[Dataset records]
↓
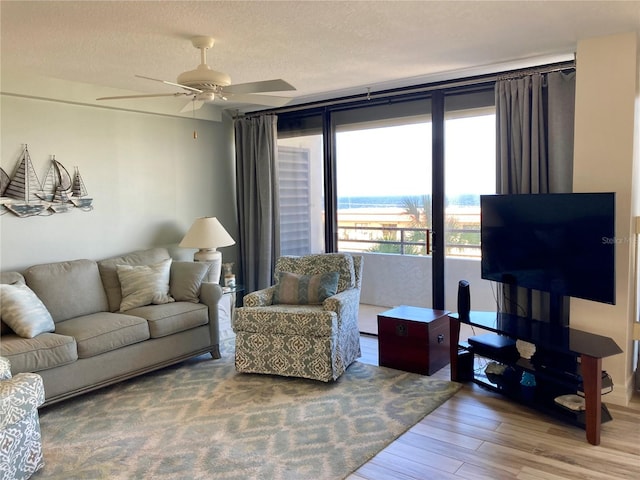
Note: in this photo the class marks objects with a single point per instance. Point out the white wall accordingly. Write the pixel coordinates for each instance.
(149, 178)
(392, 280)
(605, 158)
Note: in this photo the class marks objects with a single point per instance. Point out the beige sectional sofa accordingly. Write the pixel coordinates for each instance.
(85, 324)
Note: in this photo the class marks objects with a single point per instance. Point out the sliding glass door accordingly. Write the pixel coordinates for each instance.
(397, 180)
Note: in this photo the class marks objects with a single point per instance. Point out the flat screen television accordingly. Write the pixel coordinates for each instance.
(561, 243)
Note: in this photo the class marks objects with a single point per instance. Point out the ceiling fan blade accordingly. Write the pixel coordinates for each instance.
(276, 85)
(267, 100)
(170, 83)
(177, 94)
(192, 105)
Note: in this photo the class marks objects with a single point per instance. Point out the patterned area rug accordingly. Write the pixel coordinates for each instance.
(202, 420)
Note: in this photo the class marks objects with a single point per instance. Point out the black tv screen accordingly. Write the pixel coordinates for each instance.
(560, 243)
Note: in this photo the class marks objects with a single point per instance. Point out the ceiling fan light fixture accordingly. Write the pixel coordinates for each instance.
(203, 75)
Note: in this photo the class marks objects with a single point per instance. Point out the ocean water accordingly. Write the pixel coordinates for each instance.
(399, 201)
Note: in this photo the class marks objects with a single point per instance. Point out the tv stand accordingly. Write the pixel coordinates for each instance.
(559, 340)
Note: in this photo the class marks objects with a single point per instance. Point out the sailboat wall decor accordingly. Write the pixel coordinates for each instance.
(24, 189)
(23, 195)
(80, 196)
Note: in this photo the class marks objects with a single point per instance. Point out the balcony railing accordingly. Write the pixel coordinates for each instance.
(407, 241)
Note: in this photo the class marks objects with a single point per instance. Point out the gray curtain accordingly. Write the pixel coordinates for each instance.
(258, 218)
(534, 152)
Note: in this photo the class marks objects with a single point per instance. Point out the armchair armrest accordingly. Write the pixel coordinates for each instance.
↑
WHAT TO WORK ON ->
Lines from the one containing "ceiling fan light" through the end of the data above must be written out exactly, and no other lines are needed.

OUTPUT FOR THIS TASK ->
Note: in this photo the class marks objects with a single point per instance. Point out the ceiling fan light fixture accordingly. Write the pixel coordinates for each instance.
(203, 75)
Note: in this photo the class marks objects with a single point per instance. Point out the ocean water accordingly. Write the pixel coordinates for each instance.
(399, 201)
Note: in this photo the class marks objects with a single point per instance. Point out the tv stand accordingly. Write the pixel coordinates for each instance.
(559, 340)
Note: in this photo the class marks objects with a single point per instance. Point out the sailboat wall decor accordingly. Write the pixel coordinates for each instance.
(24, 189)
(23, 195)
(80, 196)
Note: in this photo the class marks objects with a single point per instance. Point out the balcony railing accordingly. Write the pixel coordinates for each instance.
(407, 241)
Note: in this photo the class marks objects with a single point per instance. Point out the gray curtain accordingly. Write the pixel coordinates for each instance.
(258, 218)
(534, 152)
Note: in this photo the class marks objects with a single point per instance. Point out the armchair armrest accordingly. Write the pixel coordinates for each instance.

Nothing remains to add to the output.